• **Task description**
Can you resume the passage about pursuing a vocation and carry it on from its final sentence?
Exercise passage Start Marker
Making the decision to give yourself more fully to a vocation is always a little fraught. I’m not just talking about changing jobs, though that may be part of it. I mean that dedicating yourself to work that is deeply connected to your identity can come with a host of challenges. It may mean giving up a job that included the security of a pension and benefits, it likely means reduced income, and it can present new challenges for how to balance the pursuit of that vocation with the needs of home and family. And it’s not just about the paycheck or other practical concerns. When we feel something deeply as our vocation then our work is also attached to our identity. We don’t just risk our income, we risk ourselves.

We risk ourselves so that we might be a part of something meaningful, sharing some beauty, truth, and goodness with the world. But taking on a risk like this involves hope, and true hope is neither wishful thinking nor coldly calculated certainty. Hope is an act of faith in which we must reach out beyond ourselves and wait for someone to reach back.

When we choose the risk of hope we should probably be prepared for the inevitability of failure and disappointment. We audition but don’t get the gig, we produce a show but almost no one comes to it, we plan a national tour of our one-person show but we have to cancel it due to a global pandemic… hypothetically speaking.
Exercise passage End Marker
Records supplied Start Marker
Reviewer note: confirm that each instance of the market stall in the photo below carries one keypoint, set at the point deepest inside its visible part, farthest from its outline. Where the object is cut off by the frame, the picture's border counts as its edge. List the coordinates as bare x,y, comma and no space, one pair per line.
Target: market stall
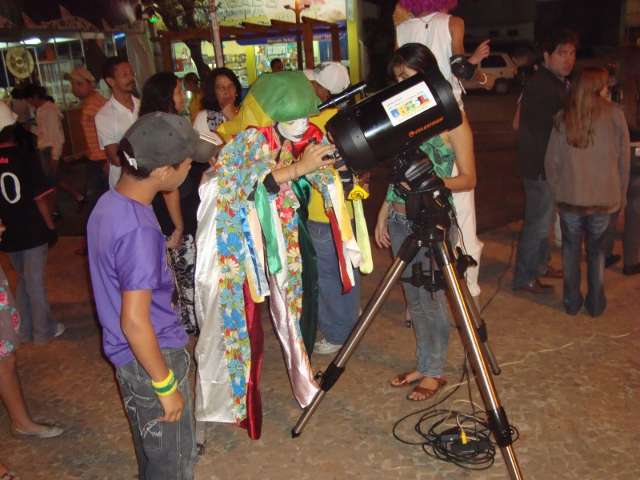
249,47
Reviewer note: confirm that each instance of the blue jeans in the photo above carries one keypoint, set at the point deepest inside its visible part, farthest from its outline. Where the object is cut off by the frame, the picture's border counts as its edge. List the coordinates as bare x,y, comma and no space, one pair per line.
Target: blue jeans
428,311
37,323
165,450
533,246
337,312
574,228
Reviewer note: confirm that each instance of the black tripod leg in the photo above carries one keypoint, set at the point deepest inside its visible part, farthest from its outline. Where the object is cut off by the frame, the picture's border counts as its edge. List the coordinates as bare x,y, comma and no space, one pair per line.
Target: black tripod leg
498,421
480,326
330,376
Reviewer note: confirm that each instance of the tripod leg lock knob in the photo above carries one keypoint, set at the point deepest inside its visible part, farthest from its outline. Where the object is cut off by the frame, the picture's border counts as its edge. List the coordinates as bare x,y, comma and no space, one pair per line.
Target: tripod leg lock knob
499,425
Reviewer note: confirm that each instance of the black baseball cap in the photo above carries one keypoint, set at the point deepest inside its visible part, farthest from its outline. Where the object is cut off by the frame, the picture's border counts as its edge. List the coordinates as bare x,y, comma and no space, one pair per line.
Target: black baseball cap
159,139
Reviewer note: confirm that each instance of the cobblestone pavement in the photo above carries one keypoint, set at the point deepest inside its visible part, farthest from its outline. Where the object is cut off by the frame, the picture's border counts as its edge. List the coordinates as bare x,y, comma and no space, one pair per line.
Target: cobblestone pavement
570,385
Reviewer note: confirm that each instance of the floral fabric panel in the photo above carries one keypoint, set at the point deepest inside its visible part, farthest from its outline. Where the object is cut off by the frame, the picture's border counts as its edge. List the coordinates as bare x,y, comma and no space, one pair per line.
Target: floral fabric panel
241,163
9,319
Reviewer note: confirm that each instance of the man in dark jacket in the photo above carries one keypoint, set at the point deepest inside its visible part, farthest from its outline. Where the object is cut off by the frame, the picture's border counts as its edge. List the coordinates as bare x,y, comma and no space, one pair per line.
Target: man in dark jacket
542,98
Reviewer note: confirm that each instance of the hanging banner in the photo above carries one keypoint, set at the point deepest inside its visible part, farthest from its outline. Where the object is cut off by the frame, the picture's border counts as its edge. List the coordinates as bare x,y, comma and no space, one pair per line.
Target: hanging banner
234,12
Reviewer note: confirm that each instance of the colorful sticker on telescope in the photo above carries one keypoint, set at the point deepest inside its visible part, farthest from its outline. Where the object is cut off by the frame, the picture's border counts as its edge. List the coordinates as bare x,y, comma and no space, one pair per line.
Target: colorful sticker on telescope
409,103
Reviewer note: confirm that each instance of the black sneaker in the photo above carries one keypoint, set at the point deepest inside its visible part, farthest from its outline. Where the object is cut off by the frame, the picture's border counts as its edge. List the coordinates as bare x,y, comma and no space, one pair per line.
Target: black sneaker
631,269
611,260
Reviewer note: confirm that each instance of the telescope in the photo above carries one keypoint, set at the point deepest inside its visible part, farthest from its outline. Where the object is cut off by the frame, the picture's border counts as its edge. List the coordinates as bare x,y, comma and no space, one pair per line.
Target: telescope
392,125
395,120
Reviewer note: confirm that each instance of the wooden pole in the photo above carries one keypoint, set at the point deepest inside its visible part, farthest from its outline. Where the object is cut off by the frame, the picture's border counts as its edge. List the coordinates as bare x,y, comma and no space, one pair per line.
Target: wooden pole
215,34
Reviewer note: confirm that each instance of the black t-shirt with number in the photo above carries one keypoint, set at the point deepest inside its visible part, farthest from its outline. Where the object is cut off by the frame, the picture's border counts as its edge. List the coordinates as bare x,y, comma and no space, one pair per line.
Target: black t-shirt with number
21,182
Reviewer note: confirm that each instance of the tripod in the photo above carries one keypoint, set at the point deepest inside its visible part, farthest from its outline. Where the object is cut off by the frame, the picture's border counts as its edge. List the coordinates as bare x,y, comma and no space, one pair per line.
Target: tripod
430,217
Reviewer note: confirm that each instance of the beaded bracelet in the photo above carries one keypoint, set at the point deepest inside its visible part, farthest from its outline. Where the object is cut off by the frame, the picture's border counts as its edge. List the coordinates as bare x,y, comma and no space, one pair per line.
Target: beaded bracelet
166,386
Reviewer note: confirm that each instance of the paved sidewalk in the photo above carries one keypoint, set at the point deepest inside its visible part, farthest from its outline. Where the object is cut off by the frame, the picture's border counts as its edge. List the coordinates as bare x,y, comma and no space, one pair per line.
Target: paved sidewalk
570,384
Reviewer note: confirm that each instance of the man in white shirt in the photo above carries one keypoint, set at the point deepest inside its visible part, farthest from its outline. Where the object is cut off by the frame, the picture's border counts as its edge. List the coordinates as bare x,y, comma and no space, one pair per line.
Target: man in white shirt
Records supplied End Marker
• **Result of this exercise**
These kinds of challenges – challenges that I think many of us have felt more acutely over the past few years – can be hope killers. Whether it’s hope for yourself or hope for the world.

How can a person be hopeful in their vocation when a virus still threatens to cancel every live performance they are a part of? Why be hopeful when climate change increasingly threatens our planet and we seem powerless to stop it? What is there to be hopeful about when our societies and cultures are increasingly polarized and fractured in deeply destructive ways? Just to name a few little things that can make us feel hopeless.

But hope, dumb hope, it’s still there pulling us forward in the face of these questions? That’s why we continue to pursue the vocations we care about. That’s why artists like me continue to write stories, sing songs, and share our art with the world – Hope. We continue to hope that a better future is still coming, and we believe, foolishly perhaps, that holding up hope – not easy hope, not naive hope, but fiercely humble hope – is the only way we might move toward that better future.

Back in 2016, my friend Dave released his first EP as a singer-songwriter, using his last name as a handle, Von Bieker. He took a risk in pursuit of a vocation that he has felt deep in his bones as long as I’ve known him (which is a long time). Seeing Dave take that risk is part of what encouraged me to continue stepping forward into my vocation as a theatre artist. It’s been beautiful to journey together with Dave as we continue to encourage one another in our work, even through the challenges of the pandemic.

Dave’s newest project is called “Dumb Hope”. He’s raising $10’000 to make an album that, in his words, “…taps into my deepest beliefs about the world… These songs deal with parenting, family breakdown, loss, death, abuse, cult control … and hope.”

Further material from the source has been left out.